* _Exercise objective_
The required output is every entry below, copied exactly.

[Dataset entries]
=== Begin Enclosure ===
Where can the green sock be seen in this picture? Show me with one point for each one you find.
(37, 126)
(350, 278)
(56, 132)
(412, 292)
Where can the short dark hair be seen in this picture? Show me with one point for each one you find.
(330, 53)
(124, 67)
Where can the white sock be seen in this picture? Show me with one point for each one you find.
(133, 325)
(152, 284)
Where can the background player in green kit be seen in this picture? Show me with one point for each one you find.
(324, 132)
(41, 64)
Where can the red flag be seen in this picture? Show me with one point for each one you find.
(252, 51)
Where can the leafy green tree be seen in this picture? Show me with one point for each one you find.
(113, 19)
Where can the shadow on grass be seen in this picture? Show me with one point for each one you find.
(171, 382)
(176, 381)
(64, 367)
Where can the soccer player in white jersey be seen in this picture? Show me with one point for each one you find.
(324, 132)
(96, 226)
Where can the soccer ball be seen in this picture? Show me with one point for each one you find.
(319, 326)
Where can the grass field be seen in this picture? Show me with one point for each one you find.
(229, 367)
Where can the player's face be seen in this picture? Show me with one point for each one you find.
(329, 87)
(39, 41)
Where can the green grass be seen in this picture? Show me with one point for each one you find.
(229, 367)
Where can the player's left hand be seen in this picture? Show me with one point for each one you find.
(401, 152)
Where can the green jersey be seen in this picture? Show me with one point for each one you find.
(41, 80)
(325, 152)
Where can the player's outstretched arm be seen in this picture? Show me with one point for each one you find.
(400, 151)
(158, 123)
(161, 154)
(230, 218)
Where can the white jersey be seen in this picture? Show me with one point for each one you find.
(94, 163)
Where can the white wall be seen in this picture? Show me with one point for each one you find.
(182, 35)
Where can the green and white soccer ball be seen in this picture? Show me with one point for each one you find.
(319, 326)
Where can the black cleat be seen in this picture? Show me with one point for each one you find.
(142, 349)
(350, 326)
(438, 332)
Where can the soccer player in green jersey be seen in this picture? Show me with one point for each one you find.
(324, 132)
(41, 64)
=== End Enclosure ===
* _Answer for this exercise_
Where can the green sock be seen in this picture? Show me with one point for each one you find.
(37, 126)
(350, 278)
(56, 132)
(412, 292)
Where can the short dark hair be seen in this picture? Show me with one point for each one you find.
(330, 53)
(124, 67)
Where can the white sock be seen in this picture? Show me with one point for each one you find.
(133, 325)
(152, 284)
Where can the background player in green kit be seen in this picture? Show me with one point for each one you find.
(324, 132)
(41, 64)
Where can the red flag be seen in this picture? Show me with one point for each one you find.
(252, 51)
Where can the leafy green tree be seen in this picture? Show me with one point for each one you find.
(113, 19)
Where can the shadow on grass be seen in this picture? Show me with one point for each one you find.
(171, 382)
(176, 381)
(64, 367)
Where can the soccer player in white jersey be seen in this picture? Show me with one point for each one you find.
(324, 132)
(96, 226)
Where can the soccer ball be seen in this picture? Show me with one point for each one you find.
(319, 326)
Where can the grass field be seen in this picture? Show me with one point for each one you find.
(229, 367)
Where can the player's face be seen in this picture? Show me with one point for each one you find.
(329, 87)
(39, 41)
Where can the green grass be seen in this picture? Show me with one point for each one you find.
(229, 367)
Where can the player's left hand be seen in this picture? Show me with one point for each one you find.
(401, 152)
Where can the green jersey be seen in this picture? Show me with one point for each one you find.
(41, 80)
(325, 152)
Where can the player's outstretched arm be seen in this picture? Show me with one point for each one you find.
(400, 151)
(158, 123)
(161, 154)
(230, 218)
Where can the white jersey be seen in this picture? Show me with one point for each one you find.
(94, 163)
Where can the white wall be seen in this picture? Show me with one point for each one you find.
(182, 35)
Where can the green and white soccer ball be seen in this picture? Show me with one point for each one you find.
(319, 326)
Where can the black cleat be seen in this picture? Show me with one point for each one you find.
(142, 349)
(350, 326)
(438, 332)
Where can the soccer player in green jersey be seen in this picture? Show me with one point for each one you find.
(324, 132)
(41, 64)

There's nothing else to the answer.